**PROBLEM DESCRIPTION:** Count how many lines in the listing below contain the string "rear", treating uppercase and lowercase as different. Reply with the number alone.

-=-=-

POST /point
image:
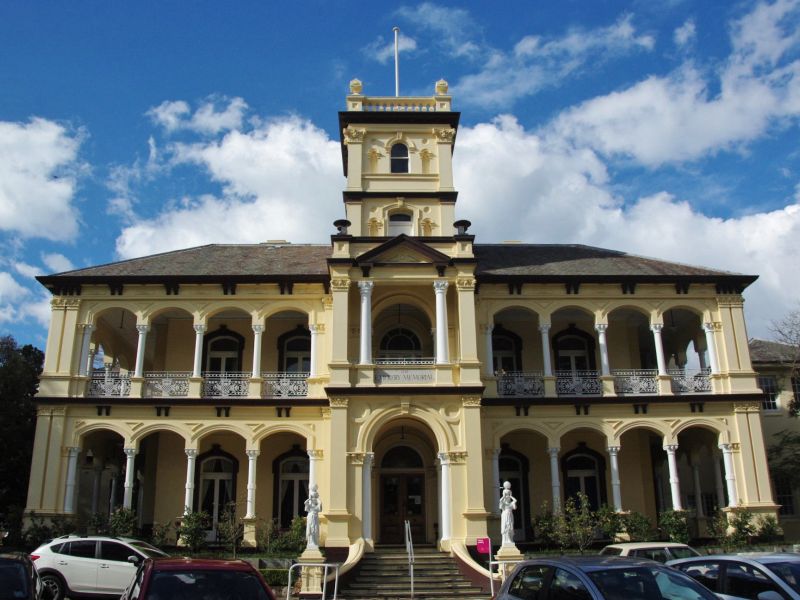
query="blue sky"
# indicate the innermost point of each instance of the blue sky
(667, 129)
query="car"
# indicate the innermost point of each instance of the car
(756, 575)
(189, 578)
(90, 566)
(660, 551)
(19, 579)
(599, 578)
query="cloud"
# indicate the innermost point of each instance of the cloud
(39, 169)
(215, 115)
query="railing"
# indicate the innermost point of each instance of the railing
(518, 383)
(233, 384)
(635, 381)
(578, 383)
(691, 382)
(285, 385)
(164, 384)
(105, 383)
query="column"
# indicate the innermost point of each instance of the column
(674, 480)
(365, 289)
(616, 493)
(730, 475)
(199, 331)
(544, 330)
(83, 366)
(555, 480)
(444, 461)
(130, 469)
(140, 347)
(662, 363)
(258, 332)
(601, 335)
(366, 495)
(711, 347)
(252, 456)
(188, 499)
(69, 488)
(440, 289)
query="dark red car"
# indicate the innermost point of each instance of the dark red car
(192, 578)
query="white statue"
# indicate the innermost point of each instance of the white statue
(313, 507)
(508, 504)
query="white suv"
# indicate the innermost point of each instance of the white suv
(93, 566)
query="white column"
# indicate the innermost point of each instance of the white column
(496, 480)
(662, 363)
(366, 496)
(199, 331)
(252, 456)
(442, 353)
(130, 469)
(488, 367)
(601, 336)
(674, 480)
(83, 366)
(555, 480)
(69, 488)
(616, 493)
(544, 330)
(188, 499)
(365, 289)
(711, 347)
(258, 332)
(140, 347)
(730, 475)
(312, 368)
(444, 496)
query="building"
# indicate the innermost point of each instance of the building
(403, 368)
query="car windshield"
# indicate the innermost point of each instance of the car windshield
(788, 572)
(208, 585)
(13, 581)
(648, 583)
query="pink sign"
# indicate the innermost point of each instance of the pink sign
(484, 546)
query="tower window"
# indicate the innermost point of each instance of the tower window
(399, 158)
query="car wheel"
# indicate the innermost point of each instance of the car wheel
(55, 589)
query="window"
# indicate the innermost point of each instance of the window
(399, 158)
(769, 385)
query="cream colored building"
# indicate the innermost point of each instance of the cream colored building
(403, 367)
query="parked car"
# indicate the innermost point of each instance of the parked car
(18, 578)
(91, 566)
(599, 578)
(660, 551)
(756, 575)
(189, 578)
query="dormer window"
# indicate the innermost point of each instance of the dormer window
(399, 158)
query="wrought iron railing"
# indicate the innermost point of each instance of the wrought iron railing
(285, 385)
(106, 384)
(578, 383)
(518, 383)
(635, 381)
(691, 382)
(233, 384)
(166, 384)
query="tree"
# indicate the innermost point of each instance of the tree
(20, 368)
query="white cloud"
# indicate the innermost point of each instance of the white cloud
(38, 179)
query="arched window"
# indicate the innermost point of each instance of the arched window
(399, 158)
(400, 223)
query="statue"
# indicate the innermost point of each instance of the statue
(313, 507)
(508, 504)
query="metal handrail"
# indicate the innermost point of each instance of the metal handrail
(410, 551)
(324, 577)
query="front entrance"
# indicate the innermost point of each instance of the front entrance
(402, 499)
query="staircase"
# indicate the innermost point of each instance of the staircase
(383, 575)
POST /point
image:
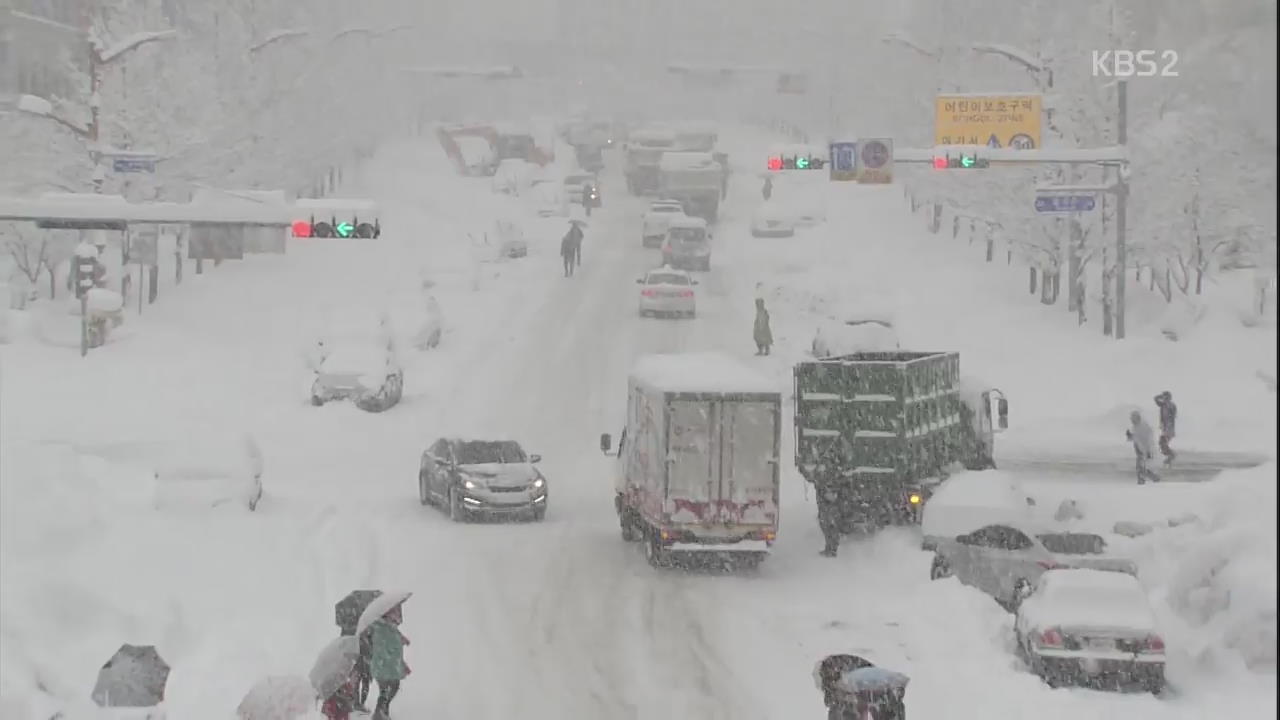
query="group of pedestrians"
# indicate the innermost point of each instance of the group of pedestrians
(382, 661)
(1143, 437)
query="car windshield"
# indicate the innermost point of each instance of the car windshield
(1073, 543)
(478, 452)
(688, 235)
(668, 278)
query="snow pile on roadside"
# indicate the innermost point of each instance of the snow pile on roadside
(1216, 578)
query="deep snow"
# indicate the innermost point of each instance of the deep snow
(562, 619)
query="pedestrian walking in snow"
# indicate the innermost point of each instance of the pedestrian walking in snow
(568, 250)
(762, 332)
(1143, 443)
(1168, 419)
(387, 662)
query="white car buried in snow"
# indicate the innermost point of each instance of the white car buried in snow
(772, 219)
(657, 218)
(359, 361)
(227, 477)
(1004, 559)
(666, 291)
(1092, 628)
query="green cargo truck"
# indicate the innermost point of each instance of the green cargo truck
(878, 431)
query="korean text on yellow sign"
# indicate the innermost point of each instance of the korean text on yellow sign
(995, 121)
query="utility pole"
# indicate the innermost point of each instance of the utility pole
(1121, 206)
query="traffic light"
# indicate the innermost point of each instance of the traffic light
(796, 163)
(336, 228)
(961, 162)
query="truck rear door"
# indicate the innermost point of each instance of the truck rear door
(693, 468)
(749, 463)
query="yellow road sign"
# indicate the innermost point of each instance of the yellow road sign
(995, 121)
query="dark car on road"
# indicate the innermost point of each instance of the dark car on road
(470, 478)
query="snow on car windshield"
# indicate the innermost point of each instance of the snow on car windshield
(479, 452)
(668, 278)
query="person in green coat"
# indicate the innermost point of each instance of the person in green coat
(762, 332)
(387, 662)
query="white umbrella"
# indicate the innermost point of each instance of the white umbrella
(382, 605)
(280, 697)
(333, 665)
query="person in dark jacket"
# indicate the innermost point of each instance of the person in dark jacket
(760, 332)
(364, 680)
(571, 249)
(1168, 419)
(387, 664)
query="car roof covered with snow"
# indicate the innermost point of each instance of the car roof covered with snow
(688, 162)
(700, 372)
(686, 222)
(1089, 598)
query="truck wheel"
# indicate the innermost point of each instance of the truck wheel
(457, 513)
(654, 552)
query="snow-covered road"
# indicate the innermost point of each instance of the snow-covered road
(540, 620)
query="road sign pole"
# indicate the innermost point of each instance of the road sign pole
(1121, 206)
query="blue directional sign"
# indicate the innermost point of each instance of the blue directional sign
(1064, 203)
(133, 165)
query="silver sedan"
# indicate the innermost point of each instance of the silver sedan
(667, 291)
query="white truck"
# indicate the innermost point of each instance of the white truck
(693, 178)
(698, 459)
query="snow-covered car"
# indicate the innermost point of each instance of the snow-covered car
(1092, 628)
(667, 291)
(577, 183)
(210, 477)
(968, 501)
(359, 361)
(772, 219)
(481, 477)
(854, 335)
(549, 199)
(653, 224)
(513, 176)
(688, 244)
(1004, 560)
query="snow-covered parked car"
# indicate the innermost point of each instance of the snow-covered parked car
(513, 176)
(657, 218)
(772, 219)
(863, 333)
(1005, 559)
(208, 475)
(357, 360)
(1092, 628)
(968, 501)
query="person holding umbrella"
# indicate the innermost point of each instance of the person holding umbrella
(382, 620)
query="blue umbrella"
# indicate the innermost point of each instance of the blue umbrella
(871, 679)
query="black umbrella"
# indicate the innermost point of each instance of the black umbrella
(348, 609)
(135, 677)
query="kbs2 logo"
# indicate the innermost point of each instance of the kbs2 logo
(1128, 63)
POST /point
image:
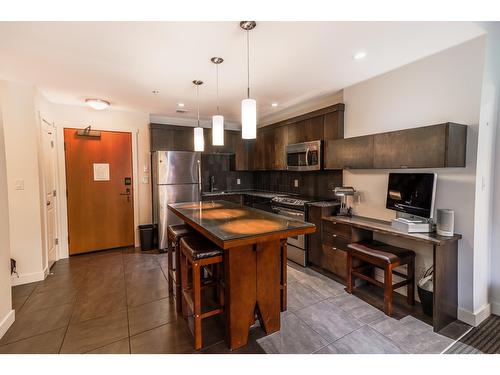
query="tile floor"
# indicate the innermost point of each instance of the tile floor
(117, 302)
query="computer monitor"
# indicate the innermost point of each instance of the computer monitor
(412, 193)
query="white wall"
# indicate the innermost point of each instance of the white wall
(492, 80)
(6, 312)
(440, 88)
(21, 149)
(137, 123)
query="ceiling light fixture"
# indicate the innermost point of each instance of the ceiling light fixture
(359, 55)
(97, 104)
(248, 106)
(218, 119)
(199, 141)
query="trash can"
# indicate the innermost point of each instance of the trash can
(425, 289)
(146, 234)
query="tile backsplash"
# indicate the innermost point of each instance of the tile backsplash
(219, 166)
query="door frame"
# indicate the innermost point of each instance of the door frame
(45, 245)
(63, 203)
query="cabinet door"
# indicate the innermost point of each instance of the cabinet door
(422, 147)
(333, 125)
(313, 129)
(355, 153)
(296, 132)
(279, 146)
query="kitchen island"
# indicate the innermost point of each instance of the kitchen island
(252, 241)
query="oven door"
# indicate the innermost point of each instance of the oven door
(297, 241)
(304, 156)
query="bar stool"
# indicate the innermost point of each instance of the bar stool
(387, 257)
(196, 253)
(174, 234)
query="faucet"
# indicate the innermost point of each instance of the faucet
(212, 183)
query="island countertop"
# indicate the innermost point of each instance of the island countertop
(228, 224)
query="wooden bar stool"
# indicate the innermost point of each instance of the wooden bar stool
(198, 252)
(174, 234)
(376, 254)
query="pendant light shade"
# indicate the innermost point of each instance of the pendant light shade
(199, 139)
(248, 119)
(218, 119)
(218, 130)
(248, 105)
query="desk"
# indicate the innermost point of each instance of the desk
(445, 258)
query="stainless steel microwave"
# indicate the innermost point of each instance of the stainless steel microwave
(304, 156)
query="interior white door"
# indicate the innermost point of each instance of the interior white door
(49, 172)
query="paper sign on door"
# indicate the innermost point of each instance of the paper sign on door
(101, 171)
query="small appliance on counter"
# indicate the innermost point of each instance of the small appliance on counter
(343, 192)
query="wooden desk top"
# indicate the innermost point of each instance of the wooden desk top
(228, 224)
(384, 227)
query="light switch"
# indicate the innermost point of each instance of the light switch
(19, 184)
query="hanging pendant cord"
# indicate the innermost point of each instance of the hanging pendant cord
(248, 65)
(198, 101)
(217, 67)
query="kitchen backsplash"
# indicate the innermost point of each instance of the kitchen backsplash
(219, 166)
(314, 184)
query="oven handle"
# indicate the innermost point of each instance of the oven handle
(278, 210)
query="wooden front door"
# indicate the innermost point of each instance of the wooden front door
(99, 190)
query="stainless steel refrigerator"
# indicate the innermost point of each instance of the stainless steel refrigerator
(177, 178)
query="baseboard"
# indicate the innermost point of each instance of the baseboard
(495, 308)
(7, 322)
(474, 318)
(27, 278)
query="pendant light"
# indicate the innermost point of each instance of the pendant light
(248, 106)
(199, 141)
(218, 119)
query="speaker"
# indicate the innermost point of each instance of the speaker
(445, 222)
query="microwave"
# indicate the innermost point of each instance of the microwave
(304, 156)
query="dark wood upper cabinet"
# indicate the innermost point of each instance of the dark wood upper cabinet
(436, 146)
(355, 153)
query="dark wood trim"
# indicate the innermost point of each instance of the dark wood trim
(306, 116)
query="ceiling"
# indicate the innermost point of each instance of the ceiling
(290, 62)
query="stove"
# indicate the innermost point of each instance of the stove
(295, 208)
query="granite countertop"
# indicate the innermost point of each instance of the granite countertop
(256, 193)
(226, 222)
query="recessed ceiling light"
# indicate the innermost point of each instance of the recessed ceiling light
(359, 55)
(97, 103)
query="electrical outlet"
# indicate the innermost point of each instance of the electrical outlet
(19, 184)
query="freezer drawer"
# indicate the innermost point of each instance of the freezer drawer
(173, 194)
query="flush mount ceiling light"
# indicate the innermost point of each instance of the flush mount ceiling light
(199, 141)
(218, 119)
(97, 103)
(248, 106)
(359, 55)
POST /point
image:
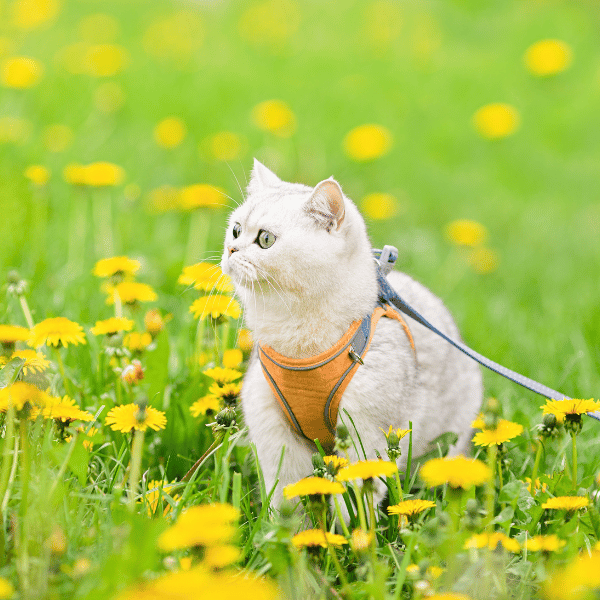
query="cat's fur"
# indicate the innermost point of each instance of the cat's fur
(301, 295)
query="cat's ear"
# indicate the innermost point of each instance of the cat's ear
(262, 178)
(326, 204)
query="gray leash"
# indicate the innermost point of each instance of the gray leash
(385, 260)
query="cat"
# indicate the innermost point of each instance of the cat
(302, 267)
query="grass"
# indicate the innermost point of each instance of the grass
(419, 69)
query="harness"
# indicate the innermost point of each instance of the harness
(309, 390)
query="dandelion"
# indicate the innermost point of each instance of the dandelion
(492, 540)
(568, 503)
(465, 232)
(127, 417)
(112, 326)
(495, 121)
(275, 116)
(367, 142)
(204, 525)
(117, 266)
(367, 469)
(458, 472)
(131, 292)
(504, 431)
(57, 331)
(170, 132)
(34, 361)
(312, 538)
(379, 206)
(37, 174)
(310, 486)
(215, 306)
(20, 72)
(548, 57)
(410, 508)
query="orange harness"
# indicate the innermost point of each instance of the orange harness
(309, 390)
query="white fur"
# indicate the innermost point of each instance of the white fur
(301, 295)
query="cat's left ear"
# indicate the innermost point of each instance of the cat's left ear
(326, 204)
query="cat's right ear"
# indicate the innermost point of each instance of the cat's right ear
(262, 178)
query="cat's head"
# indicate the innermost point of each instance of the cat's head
(291, 238)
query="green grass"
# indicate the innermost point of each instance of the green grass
(534, 191)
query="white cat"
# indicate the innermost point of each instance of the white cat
(302, 266)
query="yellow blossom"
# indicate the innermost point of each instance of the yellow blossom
(379, 207)
(215, 306)
(548, 57)
(202, 525)
(497, 120)
(20, 72)
(367, 142)
(310, 486)
(112, 326)
(458, 472)
(57, 331)
(37, 174)
(367, 469)
(127, 417)
(170, 132)
(275, 116)
(465, 232)
(317, 537)
(117, 265)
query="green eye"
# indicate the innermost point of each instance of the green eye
(265, 239)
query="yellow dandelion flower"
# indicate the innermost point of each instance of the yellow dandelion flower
(568, 503)
(34, 361)
(10, 334)
(117, 265)
(379, 206)
(410, 508)
(207, 277)
(505, 431)
(201, 195)
(232, 358)
(222, 375)
(458, 472)
(465, 232)
(170, 132)
(127, 417)
(137, 342)
(497, 120)
(204, 525)
(20, 72)
(19, 394)
(275, 116)
(112, 326)
(102, 174)
(310, 486)
(367, 469)
(37, 174)
(203, 406)
(215, 306)
(544, 543)
(57, 331)
(548, 57)
(483, 260)
(131, 292)
(367, 142)
(317, 537)
(492, 540)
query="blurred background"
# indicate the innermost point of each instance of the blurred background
(467, 132)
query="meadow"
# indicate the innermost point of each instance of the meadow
(467, 134)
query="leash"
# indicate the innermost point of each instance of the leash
(385, 260)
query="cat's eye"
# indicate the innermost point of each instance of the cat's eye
(265, 239)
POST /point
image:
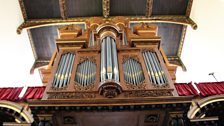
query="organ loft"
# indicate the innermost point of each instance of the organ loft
(112, 72)
(109, 60)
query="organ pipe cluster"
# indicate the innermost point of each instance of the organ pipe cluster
(109, 63)
(154, 69)
(63, 73)
(86, 73)
(91, 40)
(133, 73)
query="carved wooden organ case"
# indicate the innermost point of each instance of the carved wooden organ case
(108, 60)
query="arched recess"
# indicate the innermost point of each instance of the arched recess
(21, 115)
(206, 107)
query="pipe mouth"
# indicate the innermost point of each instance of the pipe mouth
(110, 89)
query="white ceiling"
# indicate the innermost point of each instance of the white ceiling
(202, 52)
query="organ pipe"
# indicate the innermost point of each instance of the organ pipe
(133, 73)
(63, 72)
(85, 73)
(154, 68)
(109, 62)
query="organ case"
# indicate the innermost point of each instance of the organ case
(109, 60)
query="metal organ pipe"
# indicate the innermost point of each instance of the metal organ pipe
(154, 68)
(109, 62)
(133, 73)
(63, 72)
(85, 73)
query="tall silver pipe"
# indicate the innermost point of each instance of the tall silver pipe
(149, 67)
(153, 67)
(137, 72)
(103, 60)
(157, 68)
(60, 70)
(64, 70)
(70, 70)
(67, 70)
(94, 71)
(132, 71)
(109, 59)
(115, 62)
(160, 67)
(57, 72)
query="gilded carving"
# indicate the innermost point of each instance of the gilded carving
(110, 89)
(149, 5)
(89, 87)
(148, 93)
(106, 8)
(69, 95)
(35, 23)
(136, 87)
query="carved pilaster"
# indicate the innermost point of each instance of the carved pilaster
(149, 5)
(106, 8)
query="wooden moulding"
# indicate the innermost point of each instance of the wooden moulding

-=-=-

**FINAL RESULT:** 2